Instructions to follow: Lines from the one containing "jeep front grille." through the last line of the data below are to be returned exactly; leave out the rest.

Referring expression pointing data:
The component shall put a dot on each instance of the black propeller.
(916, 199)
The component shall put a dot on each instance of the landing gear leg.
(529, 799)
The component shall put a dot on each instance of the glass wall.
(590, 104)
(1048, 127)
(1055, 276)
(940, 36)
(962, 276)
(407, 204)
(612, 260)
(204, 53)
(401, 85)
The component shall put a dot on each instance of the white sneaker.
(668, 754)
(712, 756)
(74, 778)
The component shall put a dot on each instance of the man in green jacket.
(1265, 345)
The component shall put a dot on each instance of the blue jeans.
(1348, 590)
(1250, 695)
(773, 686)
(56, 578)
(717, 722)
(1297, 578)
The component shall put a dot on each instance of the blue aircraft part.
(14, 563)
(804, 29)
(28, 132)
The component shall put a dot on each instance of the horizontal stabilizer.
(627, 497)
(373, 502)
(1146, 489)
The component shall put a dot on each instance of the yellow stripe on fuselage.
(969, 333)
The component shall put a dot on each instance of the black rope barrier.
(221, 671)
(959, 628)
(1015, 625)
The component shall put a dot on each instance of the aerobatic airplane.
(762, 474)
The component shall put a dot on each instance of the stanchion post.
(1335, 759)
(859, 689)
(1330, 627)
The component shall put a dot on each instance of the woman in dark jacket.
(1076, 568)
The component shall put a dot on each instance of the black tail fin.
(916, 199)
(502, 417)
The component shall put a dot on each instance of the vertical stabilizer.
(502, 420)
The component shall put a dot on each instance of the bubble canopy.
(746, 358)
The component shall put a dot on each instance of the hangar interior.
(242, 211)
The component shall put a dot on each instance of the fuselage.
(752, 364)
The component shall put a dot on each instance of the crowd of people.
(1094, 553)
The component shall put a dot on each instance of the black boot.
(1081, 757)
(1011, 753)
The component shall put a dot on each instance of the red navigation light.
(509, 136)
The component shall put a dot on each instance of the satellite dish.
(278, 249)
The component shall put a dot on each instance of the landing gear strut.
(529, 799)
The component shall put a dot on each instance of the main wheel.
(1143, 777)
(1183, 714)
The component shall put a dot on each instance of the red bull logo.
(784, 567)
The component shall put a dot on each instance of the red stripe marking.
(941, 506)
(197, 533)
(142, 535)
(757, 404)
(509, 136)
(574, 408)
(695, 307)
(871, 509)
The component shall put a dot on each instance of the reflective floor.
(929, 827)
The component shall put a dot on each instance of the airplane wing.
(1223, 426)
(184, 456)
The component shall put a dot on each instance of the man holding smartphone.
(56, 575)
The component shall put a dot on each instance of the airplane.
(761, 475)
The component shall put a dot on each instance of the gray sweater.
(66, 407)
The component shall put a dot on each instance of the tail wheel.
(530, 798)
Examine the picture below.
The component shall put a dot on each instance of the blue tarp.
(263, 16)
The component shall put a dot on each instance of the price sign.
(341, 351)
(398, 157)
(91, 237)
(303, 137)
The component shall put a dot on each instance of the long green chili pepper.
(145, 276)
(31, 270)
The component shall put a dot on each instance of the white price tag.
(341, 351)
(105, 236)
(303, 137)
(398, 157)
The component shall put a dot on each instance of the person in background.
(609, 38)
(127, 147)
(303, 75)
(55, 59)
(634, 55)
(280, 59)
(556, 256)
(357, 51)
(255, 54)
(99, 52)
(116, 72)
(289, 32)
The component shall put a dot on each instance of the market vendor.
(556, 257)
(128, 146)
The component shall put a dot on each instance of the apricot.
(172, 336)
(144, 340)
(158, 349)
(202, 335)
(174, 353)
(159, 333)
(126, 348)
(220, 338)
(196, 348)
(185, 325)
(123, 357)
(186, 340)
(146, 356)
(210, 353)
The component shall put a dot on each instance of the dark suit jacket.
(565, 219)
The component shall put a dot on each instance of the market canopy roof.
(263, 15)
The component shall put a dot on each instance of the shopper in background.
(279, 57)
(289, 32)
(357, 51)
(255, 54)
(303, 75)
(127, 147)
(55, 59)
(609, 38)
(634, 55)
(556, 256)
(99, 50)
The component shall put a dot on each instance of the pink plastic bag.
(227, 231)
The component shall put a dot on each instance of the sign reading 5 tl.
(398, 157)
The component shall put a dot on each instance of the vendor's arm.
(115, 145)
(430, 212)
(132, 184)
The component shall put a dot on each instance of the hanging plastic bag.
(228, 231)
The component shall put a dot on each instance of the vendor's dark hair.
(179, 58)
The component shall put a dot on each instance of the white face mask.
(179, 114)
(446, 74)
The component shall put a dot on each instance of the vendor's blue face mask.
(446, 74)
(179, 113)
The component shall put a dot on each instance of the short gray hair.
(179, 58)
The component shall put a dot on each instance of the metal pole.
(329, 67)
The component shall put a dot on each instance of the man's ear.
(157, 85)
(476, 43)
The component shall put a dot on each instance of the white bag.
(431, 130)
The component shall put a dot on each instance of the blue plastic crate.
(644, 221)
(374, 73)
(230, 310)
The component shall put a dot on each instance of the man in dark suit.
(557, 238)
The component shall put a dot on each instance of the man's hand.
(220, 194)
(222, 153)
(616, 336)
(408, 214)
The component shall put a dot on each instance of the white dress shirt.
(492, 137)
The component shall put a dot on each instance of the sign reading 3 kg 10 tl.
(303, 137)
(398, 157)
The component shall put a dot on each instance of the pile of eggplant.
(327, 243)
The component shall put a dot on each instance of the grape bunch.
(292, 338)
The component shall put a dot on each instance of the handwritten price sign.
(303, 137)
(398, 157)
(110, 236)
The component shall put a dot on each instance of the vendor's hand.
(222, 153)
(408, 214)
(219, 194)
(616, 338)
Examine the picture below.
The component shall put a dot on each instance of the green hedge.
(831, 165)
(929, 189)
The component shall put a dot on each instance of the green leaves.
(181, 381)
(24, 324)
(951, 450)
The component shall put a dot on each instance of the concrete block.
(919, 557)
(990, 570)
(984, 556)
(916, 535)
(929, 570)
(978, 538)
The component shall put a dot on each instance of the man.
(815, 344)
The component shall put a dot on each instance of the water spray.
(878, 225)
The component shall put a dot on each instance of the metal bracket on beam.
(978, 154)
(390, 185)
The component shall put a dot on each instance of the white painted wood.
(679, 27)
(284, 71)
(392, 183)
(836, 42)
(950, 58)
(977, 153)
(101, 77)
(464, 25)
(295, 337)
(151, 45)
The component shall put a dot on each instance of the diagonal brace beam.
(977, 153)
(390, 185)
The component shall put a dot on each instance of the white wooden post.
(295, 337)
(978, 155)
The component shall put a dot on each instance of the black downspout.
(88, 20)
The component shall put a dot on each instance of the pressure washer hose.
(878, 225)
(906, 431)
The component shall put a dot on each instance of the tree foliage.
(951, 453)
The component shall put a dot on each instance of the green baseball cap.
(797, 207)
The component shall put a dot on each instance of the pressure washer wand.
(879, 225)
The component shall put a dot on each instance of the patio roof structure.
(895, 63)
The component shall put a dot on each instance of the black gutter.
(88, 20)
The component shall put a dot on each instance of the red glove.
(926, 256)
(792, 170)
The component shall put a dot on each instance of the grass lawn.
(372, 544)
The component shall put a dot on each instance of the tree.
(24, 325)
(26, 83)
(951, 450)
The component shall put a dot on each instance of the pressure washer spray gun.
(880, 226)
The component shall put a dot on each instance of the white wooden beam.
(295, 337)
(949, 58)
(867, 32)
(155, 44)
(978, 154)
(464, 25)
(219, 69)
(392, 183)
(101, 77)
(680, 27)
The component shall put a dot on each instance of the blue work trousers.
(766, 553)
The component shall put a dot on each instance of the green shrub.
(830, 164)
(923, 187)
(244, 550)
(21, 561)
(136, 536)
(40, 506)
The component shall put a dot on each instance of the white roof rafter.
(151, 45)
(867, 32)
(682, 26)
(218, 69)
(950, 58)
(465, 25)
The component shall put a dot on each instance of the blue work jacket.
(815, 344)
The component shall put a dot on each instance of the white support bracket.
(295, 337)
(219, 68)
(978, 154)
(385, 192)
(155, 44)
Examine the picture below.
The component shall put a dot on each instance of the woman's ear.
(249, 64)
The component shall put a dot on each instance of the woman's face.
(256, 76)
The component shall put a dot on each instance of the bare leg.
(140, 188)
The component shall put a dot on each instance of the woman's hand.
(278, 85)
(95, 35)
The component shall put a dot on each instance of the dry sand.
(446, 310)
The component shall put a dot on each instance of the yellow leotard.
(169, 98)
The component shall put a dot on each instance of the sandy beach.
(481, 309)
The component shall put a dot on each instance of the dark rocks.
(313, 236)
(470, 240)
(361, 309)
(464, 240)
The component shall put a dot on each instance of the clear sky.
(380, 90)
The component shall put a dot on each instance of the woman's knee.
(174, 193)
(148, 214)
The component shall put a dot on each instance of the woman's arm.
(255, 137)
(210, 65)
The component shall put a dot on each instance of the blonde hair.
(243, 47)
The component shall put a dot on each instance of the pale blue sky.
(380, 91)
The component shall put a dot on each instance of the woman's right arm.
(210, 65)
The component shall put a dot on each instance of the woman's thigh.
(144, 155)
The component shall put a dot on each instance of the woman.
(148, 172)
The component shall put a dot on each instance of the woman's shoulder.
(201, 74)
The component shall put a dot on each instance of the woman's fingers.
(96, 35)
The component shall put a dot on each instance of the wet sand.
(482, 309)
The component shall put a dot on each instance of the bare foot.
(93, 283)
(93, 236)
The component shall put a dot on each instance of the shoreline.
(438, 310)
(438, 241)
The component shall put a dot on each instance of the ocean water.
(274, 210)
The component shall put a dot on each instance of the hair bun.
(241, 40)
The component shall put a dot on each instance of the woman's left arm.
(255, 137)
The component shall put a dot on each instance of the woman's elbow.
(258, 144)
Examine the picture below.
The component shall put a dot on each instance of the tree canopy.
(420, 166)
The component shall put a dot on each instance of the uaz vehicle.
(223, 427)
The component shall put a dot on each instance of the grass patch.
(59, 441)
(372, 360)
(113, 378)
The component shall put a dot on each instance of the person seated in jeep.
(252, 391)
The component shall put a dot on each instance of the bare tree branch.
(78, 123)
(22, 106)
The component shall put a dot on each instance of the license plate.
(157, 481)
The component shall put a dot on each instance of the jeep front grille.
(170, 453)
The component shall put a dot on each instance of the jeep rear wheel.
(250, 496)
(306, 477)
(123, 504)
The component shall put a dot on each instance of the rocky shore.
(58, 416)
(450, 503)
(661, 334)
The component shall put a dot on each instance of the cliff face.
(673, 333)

Written response:
The component shall put a dot on each instance of the jeep front grille.
(170, 453)
The component shall put a dot on each instance of the jeep rear wheel.
(250, 496)
(306, 477)
(123, 504)
The component shall put a dot on each instance of the rocky shore.
(58, 416)
(450, 503)
(661, 334)
The component shall put a dot on each instance of the cliff face.
(673, 333)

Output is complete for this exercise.